SET TASK A: Count the lines in the rows that contain the string "rampart", and give only that number.

TEXT PROVIDED:
3.2 Select: The Reverse Pass

Once the graph is empty (all nodes on the stack), we pop nodes one by one. For each node, we look at its neighbors that have already been colored (popped and assigned). We assign it a color different from all of them.

For low-degree nodes, this will always succeed. For “potential spill” nodes, we may discover that, in the context of the already-colored graph, there is a color available. This is called a spill-free assignment. If not, it becomes an actual spill.

3.3 Spill: The Practical Nightmare

When a node is an actual spill, we must modify the program. We insert a store after every definition of the spilled virtual register, and a load before every use. This effectively creates two new live ranges: one for the stored value (which now lives in memory) and one for the loaded value (a new temporary). These new virtual registers must then be fed back into the Build phase.

This is why the algorithm is iterative. The insertion of loads and stores changes the live ranges and the interference graph. The allocator must rebuild the graph and try again. This can lead to multiple passes, and in pathological cases, the program can expand significantly, requiring multiple spilling rounds.

The Cost of Spilling is Huge. A single spill introduces two memory operations (a load and a store) that would not exist otherwise. On a modern CPU, a cache miss can cost hundreds of cycles. Therefore, the choice of which node to spill is critical.

Example 4: Spilling in Practice

Consider a target with K=2 registers. Our graph from Example 3 has nodes {v1, v2, v3, v4, v5}. The maximum degree is… v1 and v2 each have 3 neighbors. v4 has 2 neighbors. So all nodes have degree >= 2. The graph is completely uncolorable with 2 colors.

The allocator must pick a spill candidate. Perhaps v4 (the result of c*2) is chosen because it is used only once. The compiler inserts store %v4, mem after instruction 2 and load %v4_new, mem before instruction 4. Now the live range of v4 is broken into two separate live ranges, potentially reducing interference.

SOURCE DATA:
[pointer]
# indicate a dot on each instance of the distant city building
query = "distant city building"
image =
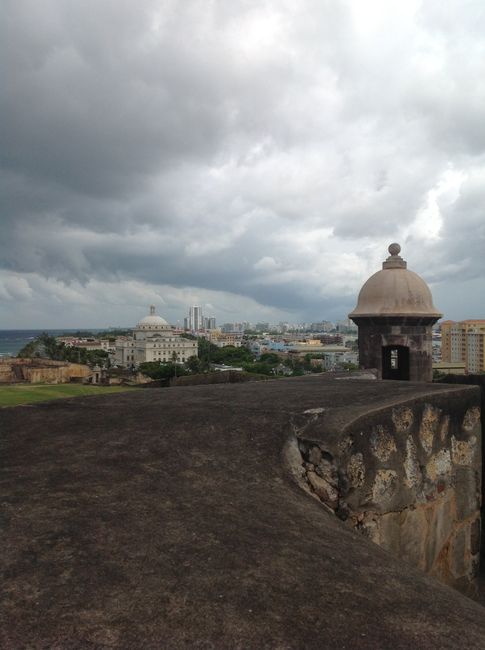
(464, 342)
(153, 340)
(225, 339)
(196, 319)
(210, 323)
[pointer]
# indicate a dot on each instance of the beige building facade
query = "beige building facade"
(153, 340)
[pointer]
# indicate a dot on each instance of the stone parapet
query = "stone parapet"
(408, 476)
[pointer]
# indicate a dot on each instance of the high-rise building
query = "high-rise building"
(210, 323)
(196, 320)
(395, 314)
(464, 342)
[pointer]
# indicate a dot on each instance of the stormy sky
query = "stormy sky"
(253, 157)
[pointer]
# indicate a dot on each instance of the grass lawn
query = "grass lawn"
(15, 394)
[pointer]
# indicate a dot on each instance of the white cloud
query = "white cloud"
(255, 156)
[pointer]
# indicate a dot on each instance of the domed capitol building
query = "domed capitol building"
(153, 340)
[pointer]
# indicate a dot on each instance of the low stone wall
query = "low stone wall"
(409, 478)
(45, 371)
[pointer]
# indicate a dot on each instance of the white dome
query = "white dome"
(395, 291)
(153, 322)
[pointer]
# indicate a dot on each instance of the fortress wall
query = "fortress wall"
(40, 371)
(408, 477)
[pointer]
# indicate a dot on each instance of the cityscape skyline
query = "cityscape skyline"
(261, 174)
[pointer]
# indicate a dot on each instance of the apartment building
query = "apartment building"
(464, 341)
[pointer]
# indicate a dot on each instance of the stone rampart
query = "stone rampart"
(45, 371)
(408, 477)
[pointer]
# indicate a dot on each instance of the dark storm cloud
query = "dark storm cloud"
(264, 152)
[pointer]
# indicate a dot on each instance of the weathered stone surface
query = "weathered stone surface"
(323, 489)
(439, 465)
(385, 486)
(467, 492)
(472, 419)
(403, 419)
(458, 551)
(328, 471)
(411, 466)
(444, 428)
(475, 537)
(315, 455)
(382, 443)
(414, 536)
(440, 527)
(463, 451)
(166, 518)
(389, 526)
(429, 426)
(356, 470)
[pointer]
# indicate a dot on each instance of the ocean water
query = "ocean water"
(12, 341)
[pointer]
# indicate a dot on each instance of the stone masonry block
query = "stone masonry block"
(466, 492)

---

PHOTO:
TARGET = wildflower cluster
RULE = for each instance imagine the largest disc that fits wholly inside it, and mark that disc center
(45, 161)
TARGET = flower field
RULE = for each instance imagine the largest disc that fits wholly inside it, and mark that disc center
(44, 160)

...

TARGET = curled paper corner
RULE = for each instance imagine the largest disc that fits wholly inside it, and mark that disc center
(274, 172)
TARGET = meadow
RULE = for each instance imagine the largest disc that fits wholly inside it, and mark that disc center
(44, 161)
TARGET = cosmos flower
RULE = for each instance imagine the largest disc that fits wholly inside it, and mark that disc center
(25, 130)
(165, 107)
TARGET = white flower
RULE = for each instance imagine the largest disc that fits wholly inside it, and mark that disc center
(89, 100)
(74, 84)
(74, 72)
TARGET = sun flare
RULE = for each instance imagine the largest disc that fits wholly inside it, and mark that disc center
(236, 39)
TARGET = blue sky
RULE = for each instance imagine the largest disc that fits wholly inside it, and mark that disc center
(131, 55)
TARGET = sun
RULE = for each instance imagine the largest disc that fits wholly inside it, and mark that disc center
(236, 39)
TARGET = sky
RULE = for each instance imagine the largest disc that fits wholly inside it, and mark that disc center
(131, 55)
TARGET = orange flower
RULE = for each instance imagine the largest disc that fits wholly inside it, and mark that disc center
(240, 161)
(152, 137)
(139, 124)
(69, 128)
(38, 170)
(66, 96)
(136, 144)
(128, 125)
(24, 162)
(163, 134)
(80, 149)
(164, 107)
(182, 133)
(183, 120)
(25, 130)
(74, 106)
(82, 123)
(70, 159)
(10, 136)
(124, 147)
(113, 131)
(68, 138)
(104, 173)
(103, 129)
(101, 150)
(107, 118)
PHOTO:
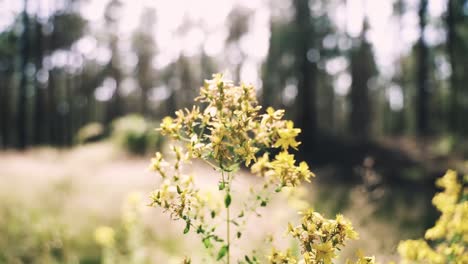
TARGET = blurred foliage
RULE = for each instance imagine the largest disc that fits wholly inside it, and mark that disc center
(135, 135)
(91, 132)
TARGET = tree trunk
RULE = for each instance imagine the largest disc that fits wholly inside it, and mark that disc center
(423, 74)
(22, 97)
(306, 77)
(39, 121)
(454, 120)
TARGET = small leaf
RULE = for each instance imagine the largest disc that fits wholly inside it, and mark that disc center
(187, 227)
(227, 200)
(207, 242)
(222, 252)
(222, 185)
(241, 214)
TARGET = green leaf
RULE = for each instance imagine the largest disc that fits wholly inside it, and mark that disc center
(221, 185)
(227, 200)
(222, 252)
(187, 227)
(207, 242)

SET TASK B: In the register allocation text, Example 4 gives the set of nodes in the graph. List every node in that set.

FULL OUTPUT A: 2

FULL OUTPUT B: v1, v2, v3, v4, v5